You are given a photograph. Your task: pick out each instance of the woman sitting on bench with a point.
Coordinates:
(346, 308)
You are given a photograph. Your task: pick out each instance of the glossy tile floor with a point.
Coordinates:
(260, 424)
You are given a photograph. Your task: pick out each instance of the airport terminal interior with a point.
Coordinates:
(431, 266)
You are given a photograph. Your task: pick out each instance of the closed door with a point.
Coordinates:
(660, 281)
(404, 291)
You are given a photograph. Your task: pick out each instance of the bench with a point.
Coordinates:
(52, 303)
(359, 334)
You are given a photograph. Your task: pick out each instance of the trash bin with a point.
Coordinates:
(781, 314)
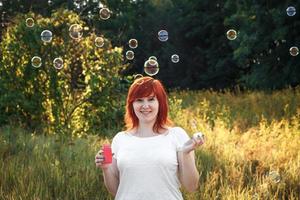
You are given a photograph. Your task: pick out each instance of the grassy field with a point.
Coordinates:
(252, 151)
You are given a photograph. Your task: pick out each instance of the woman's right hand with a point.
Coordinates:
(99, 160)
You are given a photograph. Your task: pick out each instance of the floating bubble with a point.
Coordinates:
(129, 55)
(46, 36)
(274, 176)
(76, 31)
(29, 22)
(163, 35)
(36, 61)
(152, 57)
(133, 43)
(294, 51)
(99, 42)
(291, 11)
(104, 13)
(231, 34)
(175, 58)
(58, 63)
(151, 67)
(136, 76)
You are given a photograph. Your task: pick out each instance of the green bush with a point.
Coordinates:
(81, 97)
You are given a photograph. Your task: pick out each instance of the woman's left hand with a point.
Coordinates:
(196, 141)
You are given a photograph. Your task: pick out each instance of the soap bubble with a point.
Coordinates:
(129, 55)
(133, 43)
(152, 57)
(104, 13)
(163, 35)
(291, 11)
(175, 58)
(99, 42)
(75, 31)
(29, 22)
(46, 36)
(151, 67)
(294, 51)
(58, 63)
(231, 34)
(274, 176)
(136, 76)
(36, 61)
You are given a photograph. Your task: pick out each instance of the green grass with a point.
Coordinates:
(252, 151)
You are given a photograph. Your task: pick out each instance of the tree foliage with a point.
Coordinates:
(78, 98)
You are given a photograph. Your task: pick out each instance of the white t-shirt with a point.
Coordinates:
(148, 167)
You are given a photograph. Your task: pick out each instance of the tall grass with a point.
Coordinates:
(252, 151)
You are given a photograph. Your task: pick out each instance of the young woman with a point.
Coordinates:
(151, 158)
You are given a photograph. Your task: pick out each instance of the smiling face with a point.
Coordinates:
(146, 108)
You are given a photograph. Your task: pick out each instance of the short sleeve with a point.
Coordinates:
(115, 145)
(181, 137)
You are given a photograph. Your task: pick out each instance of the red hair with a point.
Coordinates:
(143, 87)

--------------------------------

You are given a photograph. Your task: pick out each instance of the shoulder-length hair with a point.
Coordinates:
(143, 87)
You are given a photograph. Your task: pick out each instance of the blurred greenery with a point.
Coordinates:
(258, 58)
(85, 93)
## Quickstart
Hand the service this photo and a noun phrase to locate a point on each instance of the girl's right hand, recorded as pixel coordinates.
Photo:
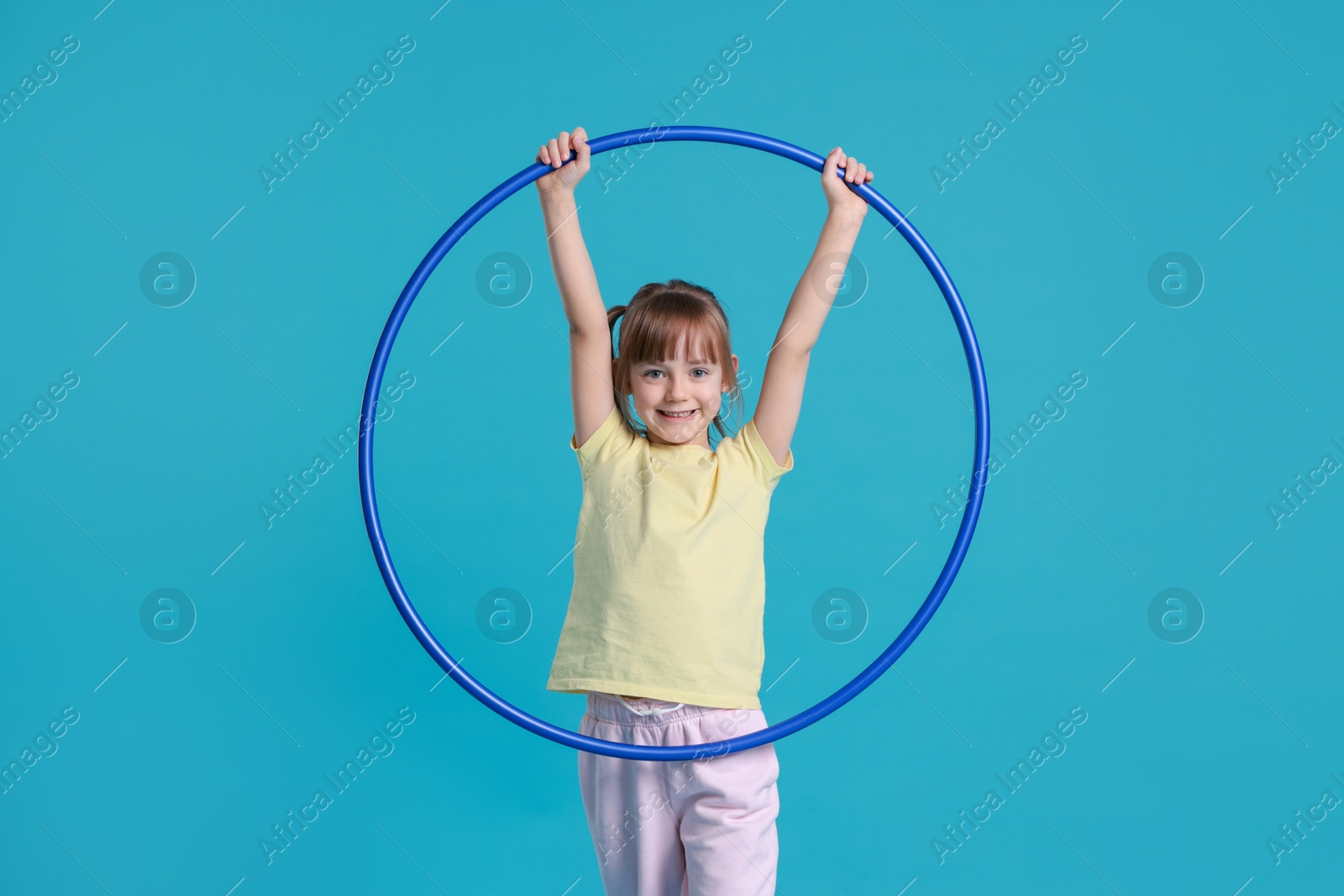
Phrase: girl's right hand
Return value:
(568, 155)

--------------------------------

What you should do: Once you have identified the lines above that contain "girl", copy each of them.

Solved exercise:
Hand the service this photo and a noun phrase to locate a point on each instance of the girl's right hand, recorded as pixel coordinates.
Phrase: girl's right hand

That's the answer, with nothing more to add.